> WHAT TO PRODUCE
Output all entries below exactly as they are given.

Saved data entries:
· · · ·

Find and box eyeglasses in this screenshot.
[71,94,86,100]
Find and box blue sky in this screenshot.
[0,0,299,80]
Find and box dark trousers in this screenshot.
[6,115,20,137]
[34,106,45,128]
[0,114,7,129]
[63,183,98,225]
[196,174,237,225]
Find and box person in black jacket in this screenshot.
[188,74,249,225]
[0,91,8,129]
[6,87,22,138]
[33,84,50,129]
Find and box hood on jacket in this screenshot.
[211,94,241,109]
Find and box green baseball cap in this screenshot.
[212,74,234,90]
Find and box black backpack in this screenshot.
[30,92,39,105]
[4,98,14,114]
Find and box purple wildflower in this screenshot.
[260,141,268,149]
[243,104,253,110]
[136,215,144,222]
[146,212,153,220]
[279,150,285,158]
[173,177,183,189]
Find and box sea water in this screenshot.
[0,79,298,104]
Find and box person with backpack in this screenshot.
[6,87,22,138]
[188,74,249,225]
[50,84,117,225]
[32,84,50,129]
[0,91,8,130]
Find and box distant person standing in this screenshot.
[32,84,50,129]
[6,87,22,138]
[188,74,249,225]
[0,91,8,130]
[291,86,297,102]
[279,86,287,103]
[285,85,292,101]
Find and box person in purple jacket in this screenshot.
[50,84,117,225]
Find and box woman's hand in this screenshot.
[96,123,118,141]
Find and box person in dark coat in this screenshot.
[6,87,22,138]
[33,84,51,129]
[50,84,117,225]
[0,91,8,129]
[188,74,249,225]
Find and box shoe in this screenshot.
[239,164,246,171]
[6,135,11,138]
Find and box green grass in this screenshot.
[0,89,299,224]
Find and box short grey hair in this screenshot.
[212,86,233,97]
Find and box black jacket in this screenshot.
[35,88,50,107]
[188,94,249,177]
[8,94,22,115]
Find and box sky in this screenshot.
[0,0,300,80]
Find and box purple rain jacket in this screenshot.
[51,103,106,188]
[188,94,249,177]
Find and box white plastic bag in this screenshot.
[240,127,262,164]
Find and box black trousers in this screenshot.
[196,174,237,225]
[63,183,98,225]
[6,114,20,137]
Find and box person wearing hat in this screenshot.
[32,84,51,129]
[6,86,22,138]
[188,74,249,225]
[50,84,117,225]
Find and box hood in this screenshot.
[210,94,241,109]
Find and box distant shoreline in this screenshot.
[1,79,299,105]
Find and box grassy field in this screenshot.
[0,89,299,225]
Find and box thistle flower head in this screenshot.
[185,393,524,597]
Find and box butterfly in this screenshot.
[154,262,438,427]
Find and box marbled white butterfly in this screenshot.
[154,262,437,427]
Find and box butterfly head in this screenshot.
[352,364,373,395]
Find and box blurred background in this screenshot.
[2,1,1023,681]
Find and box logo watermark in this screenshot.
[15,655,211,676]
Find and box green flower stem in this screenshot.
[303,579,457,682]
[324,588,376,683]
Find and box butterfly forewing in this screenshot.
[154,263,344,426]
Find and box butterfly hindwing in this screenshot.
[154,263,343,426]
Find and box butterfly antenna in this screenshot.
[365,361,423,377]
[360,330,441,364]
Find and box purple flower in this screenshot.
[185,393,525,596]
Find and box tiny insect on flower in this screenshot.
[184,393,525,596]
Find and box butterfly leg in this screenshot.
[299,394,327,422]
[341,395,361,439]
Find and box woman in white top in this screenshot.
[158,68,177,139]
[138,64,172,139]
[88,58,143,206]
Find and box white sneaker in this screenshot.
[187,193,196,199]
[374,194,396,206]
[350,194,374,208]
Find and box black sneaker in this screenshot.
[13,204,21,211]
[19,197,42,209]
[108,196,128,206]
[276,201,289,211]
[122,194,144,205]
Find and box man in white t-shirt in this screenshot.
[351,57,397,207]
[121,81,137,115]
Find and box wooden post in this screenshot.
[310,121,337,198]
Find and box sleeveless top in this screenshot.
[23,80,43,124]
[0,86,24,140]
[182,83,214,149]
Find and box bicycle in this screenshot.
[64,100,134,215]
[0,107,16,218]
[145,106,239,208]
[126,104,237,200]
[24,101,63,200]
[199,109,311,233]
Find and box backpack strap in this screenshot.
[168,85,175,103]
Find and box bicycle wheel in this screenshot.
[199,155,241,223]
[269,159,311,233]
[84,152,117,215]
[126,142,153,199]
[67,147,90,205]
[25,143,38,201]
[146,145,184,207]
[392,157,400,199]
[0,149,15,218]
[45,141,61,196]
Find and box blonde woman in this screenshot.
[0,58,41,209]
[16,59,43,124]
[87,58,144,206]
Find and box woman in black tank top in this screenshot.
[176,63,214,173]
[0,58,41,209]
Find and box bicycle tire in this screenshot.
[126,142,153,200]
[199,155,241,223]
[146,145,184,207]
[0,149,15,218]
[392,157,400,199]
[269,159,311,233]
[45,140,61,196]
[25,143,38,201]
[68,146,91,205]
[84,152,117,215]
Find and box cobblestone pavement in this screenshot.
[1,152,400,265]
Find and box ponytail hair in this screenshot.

· · · ·

> PROBLEM SOLUTION
Find and box eyeglasses in this screenshot.
[71,94,86,100]
Find and box blue sky in this screenshot.
[0,0,299,80]
Find and box dark trousers in this screenshot.
[6,115,20,137]
[34,106,45,128]
[0,114,7,129]
[63,183,98,225]
[196,174,237,225]
Find and box person in black jacket in this screenshot.
[188,74,249,225]
[0,91,8,129]
[6,87,22,138]
[33,84,50,129]
Find and box hood on jacket in this screenshot.
[211,94,241,109]
Find and box green baseball cap in this screenshot.
[212,74,234,90]
Find and box black backpack in this screenshot.
[30,92,39,105]
[4,98,14,114]
Find and box purple wildflower in this screenshot.
[260,141,268,149]
[243,104,253,110]
[136,215,144,222]
[146,212,153,220]
[279,150,285,158]
[173,177,183,189]
Find and box sea water in this screenshot.
[0,79,298,104]
Find and box person with backpack in this screenshot.
[6,87,22,138]
[188,74,249,225]
[50,84,117,225]
[32,84,50,129]
[0,91,8,130]
Find and box distant person standing in this screenshot.
[32,84,50,129]
[6,87,22,138]
[188,74,249,225]
[0,91,8,130]
[291,86,297,102]
[279,86,287,103]
[285,85,292,101]
Find and box person in purple jacket in this screenshot.
[50,84,117,225]
Find and box woman's hand in this screenshot.
[96,123,118,141]
Find and box person in dark coat in this screenshot.
[6,87,22,138]
[33,84,51,129]
[50,84,117,225]
[0,91,8,129]
[188,74,249,225]
Find and box shoe in this screenshot.
[239,164,246,171]
[6,135,11,138]
Find and box green grass in this screenshot.
[0,89,299,224]
Find and box short grey hair in this screenshot.
[212,86,233,97]
Find and box black jacket in this screenshot.
[35,88,50,107]
[188,94,249,177]
[8,94,22,115]
Find and box sky in this screenshot.
[0,0,300,80]
Find and box purple rain jacket in this screenshot.
[51,103,106,188]
[188,94,249,177]
Find and box white plastic bag in this screenshot.
[240,127,262,164]
Find and box black trousers in this screenshot.
[196,174,237,225]
[63,183,98,225]
[6,114,20,137]
Find and box person wearing hat in this screenshot.
[32,84,51,129]
[6,86,22,138]
[188,74,249,225]
[50,84,117,225]
Find and box hood in this screenshot.
[210,94,241,109]
Find and box distant shoreline in this screenshot.
[1,79,299,105]
Find and box grassy field in this screenshot.
[0,89,299,225]
Find and box thistle flower head in this screenshot.
[185,393,524,597]
Find and box butterfly in this screenshot.
[154,262,438,427]
Find and box marbled white butterfly in this screenshot.
[154,262,437,427]
Find and box butterfly head in this screenshot.
[352,364,373,395]
Find and box blurred background in this screenshot.
[2,1,1023,681]
Find and box logo watermark in this screenshot.
[15,655,211,676]
Find and box green flower stem in this screenshot.
[303,579,457,682]
[324,588,376,683]
Find and box butterfly forewing in this screenshot.
[154,263,344,426]
Find and box butterfly hindwing in this screenshot.
[154,263,343,426]
Find and box butterfly antenna in this screenshot.
[365,361,423,377]
[360,330,441,364]
Find and box purple flower in this screenshot.
[185,393,525,596]
Find and box tiny insect on flower in this screenshot.
[184,393,525,596]
Find and box butterfly leg in this screenshot.
[299,394,327,422]
[341,395,361,439]
Find and box woman in white top in this screenshot.
[158,68,177,139]
[138,64,172,139]
[88,58,143,206]
Find and box white sneaker in this screenshot.
[187,193,196,199]
[374,194,396,206]
[350,194,374,208]
Find and box black sneaker in this screenshot.
[13,204,21,211]
[19,197,42,209]
[108,196,128,206]
[276,201,289,211]
[122,194,144,205]
Find and box man in white t-shirt in this screenshot.
[351,57,397,207]
[121,81,137,115]
Find and box wooden post in this screenshot.
[310,121,337,198]
Find and box sleeveless top in this screenshot.
[23,80,43,124]
[0,86,24,140]
[182,83,214,149]
Find and box bicycle in this screenshot.
[64,100,134,215]
[0,107,16,218]
[145,106,239,208]
[126,104,237,200]
[24,101,63,200]
[199,109,311,233]
Find and box backpack strap in this screenshot.
[168,85,175,103]
Find and box bicycle wheel in this screenshot.
[199,155,241,223]
[269,159,311,233]
[84,152,117,215]
[126,142,153,199]
[67,147,90,205]
[25,143,38,201]
[146,145,184,207]
[392,157,400,199]
[0,149,15,218]
[45,141,61,196]
Find and box blonde woman in this screenshot.
[0,58,41,209]
[16,59,43,124]
[87,58,144,206]
Find and box woman in black tank top in this screenshot.
[176,63,214,173]
[0,58,41,209]
Find and box bicycle tire in this screenshot.
[126,142,153,200]
[199,155,241,223]
[146,145,184,207]
[0,149,15,218]
[392,157,400,199]
[269,159,311,233]
[45,140,61,196]
[25,143,38,201]
[68,146,91,205]
[84,152,117,215]
Find and box cobblestone pavement in this screenshot.
[1,152,400,265]
Find and box ponytail hair in this screenshot.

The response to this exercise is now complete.